▸ Text excerpt:
========================================
Who can tell how I'm going to be from one moment to the next? One minute I'm doing tons better and the next I'm a basketcase all over again. I know I need to cut myself some slack. Not only is it that time of the month, but it's the beginning of February. We're smack dead in the middle of winter and here I sit wondering why I'm way more emotional that usual. How quickly I forget.... Up until last Februrary, I spent the 5 Februarys before that inpatient because things got so bad this time of year... and the years before that I probably needed inpatient care but wasn't in a therapy setting decent enough for the therapist to realize it.
Last year was tough, but not inpatient worthy. That was thrilling. I don't feel near needing inpatient help right now either, but in a moment of clarity, I wonder why I'm just now realizing that this is always a hard time of year for me? On top of things coming up in therapy, adjustments fiance and I are both having to make, planning a wedding, and just normal every day crap, I'm in the worst time of the year for me. Duh! No wonder I'm a basketcase.
========================================
[Point localization data]
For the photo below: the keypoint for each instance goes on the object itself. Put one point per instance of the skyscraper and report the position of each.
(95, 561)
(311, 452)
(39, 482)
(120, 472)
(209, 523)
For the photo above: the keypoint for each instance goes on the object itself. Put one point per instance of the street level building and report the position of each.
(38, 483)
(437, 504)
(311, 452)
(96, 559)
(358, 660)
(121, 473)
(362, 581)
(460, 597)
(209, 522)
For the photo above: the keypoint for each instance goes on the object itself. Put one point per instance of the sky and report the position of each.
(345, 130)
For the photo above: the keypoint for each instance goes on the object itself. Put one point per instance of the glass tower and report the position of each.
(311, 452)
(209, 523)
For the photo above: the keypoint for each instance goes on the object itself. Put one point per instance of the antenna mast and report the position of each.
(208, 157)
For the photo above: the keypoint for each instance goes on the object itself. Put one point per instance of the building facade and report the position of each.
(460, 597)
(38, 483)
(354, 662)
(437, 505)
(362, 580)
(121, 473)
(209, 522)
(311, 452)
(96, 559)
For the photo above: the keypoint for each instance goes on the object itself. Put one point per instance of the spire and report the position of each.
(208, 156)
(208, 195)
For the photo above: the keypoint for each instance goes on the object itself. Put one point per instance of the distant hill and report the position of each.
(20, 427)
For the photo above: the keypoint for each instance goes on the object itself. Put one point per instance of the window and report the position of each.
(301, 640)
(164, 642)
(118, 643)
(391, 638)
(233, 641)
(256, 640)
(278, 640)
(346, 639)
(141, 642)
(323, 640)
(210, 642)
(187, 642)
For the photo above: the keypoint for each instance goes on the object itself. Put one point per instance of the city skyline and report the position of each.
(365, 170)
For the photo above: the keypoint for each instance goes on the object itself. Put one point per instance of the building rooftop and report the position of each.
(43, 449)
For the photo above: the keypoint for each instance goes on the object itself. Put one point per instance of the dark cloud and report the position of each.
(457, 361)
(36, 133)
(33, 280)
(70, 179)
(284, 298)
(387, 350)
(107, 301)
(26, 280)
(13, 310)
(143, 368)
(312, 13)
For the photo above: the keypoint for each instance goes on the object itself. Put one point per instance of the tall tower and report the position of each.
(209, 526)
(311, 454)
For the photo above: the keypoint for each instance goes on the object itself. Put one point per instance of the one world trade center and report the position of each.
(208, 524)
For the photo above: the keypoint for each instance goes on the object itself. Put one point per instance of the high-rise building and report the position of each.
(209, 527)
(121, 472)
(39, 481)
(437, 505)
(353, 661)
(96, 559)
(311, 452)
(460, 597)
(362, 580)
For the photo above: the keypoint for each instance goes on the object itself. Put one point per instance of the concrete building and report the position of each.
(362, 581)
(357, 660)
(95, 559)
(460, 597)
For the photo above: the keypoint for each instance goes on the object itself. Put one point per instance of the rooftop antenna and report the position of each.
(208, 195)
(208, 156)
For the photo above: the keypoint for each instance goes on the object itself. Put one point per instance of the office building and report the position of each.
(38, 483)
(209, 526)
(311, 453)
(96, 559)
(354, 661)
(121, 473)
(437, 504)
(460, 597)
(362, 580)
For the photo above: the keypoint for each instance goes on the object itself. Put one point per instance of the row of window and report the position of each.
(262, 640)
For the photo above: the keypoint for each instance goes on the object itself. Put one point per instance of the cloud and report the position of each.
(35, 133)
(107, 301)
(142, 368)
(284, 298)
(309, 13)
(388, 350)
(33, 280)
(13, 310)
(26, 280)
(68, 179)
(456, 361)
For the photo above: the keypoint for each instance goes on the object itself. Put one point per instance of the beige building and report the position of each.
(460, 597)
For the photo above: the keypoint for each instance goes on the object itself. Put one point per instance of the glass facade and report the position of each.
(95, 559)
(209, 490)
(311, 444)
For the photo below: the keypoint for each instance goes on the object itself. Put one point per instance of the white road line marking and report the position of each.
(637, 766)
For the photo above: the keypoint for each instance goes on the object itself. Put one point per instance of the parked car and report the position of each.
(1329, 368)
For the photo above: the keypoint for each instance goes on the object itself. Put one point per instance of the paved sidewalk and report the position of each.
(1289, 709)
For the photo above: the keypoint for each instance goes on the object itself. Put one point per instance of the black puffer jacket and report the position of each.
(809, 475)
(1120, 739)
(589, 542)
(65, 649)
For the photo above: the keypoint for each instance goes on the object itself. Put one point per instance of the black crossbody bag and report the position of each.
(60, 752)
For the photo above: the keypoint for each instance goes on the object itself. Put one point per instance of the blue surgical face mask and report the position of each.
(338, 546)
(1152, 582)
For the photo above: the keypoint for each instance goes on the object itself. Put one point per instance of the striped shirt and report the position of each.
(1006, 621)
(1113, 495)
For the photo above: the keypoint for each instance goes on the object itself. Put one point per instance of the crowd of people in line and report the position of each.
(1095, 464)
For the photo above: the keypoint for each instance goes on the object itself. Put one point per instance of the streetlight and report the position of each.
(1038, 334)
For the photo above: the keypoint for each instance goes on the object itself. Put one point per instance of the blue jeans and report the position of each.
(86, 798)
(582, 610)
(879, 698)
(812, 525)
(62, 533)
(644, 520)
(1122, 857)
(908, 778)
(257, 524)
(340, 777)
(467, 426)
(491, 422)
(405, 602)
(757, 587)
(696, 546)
========================================
▸ How to complete this task:
Answer these questions about the post on February moods:
1. How many Februarys before last February did the writer spend inpatient?
2. What point in the month and year does the writer say it currently is?
3. What event is the writer planning?

▸ Answer to this problem:
1. Five.
2. The beginning of February, in the middle of winter.
3. A wedding.